Check your understanding –
1. Please copy the part of the pregnancy account that opens with the words containing "A week later, we" and closes with "to the room.", substituting "examination room" for "scan room".
2. Decide whether each statement agrees with the pregnancy account: (a) The scan was scheduled for one week later. (b) The boyfriend went with the writer to the toilet. (c) It was the writer's first pregnancy. Answer yes or no for each, quoting the deciding words.

Quoted passage –
———

A few days after a pregnancy test confirmed my third pregnancy, I shared the news with my boyfriend and called my local early pregnancy clinic to arrange a scan.
With my medical history and the hospital’s previous experience of caring for me at this early stage, I felt more comfortable to make the trip there to feel that I had at least, some semblance of consistency.
A date was given for one weeks’ time. Enough for my boyfriend and I to start to feel excited about the pregnancy and all the ‘right signs’ being present. Sickness. Achy. Tired. Eager for confirmation of our next steps.
A week later, we visited the hospital, eager to know exactly what was going on. As we entered the scan room, my boyfriend squeezed my hand as I left the room to empty my bladder, before returning to the room.
Truth be told, I shed tears in the toilet. I realised that I was so pent up with anxiety that I my again be facing bad news. But at the same time, the signs look so good.

———

Study material –
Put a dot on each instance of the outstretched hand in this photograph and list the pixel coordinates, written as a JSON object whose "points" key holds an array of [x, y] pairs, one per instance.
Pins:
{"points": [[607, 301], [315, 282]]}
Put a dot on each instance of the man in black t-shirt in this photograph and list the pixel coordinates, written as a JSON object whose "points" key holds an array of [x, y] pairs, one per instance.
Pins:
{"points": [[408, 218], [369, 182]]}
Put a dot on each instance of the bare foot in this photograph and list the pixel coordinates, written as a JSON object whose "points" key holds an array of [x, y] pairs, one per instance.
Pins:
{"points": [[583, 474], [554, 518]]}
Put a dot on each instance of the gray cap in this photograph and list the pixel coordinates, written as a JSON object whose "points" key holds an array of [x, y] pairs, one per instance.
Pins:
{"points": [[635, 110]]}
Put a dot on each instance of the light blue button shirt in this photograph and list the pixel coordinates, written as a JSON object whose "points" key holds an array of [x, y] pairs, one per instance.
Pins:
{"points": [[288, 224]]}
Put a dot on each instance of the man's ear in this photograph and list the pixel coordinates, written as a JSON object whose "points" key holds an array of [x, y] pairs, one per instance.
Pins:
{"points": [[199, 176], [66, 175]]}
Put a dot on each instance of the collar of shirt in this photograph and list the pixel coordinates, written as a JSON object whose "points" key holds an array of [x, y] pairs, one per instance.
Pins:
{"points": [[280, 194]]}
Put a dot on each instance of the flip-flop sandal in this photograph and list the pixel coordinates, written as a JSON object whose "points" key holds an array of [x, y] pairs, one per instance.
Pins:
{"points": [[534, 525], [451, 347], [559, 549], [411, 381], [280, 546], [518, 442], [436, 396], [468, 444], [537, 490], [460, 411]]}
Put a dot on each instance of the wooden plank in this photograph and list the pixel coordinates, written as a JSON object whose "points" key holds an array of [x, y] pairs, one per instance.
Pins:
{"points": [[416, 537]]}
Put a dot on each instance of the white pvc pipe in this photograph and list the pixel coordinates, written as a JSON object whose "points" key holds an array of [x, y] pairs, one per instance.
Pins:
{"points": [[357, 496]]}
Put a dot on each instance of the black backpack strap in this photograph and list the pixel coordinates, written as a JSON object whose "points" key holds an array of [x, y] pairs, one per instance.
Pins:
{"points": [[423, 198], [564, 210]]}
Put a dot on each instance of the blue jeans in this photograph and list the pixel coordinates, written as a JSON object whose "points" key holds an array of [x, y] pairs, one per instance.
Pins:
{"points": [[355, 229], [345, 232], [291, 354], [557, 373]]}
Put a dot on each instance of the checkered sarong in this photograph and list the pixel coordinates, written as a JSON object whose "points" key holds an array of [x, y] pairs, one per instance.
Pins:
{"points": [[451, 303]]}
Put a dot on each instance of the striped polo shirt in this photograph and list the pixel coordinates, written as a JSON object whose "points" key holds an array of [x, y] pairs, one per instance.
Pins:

———

Task-by-task answers –
1.
A week later, we visited the hospital, eager to know exactly what was going on. As we entered the examination room, my boyfriend squeezed my hand as I left the room to empty my bladder, before returning to the room.

2.
(a) Yes: "A date was given for one weeks’ time."
(b) No: "my boyfriend squeezed my hand as I left the room to empty my bladder"
(c) No: "a pregnancy test confirmed my third pregnancy"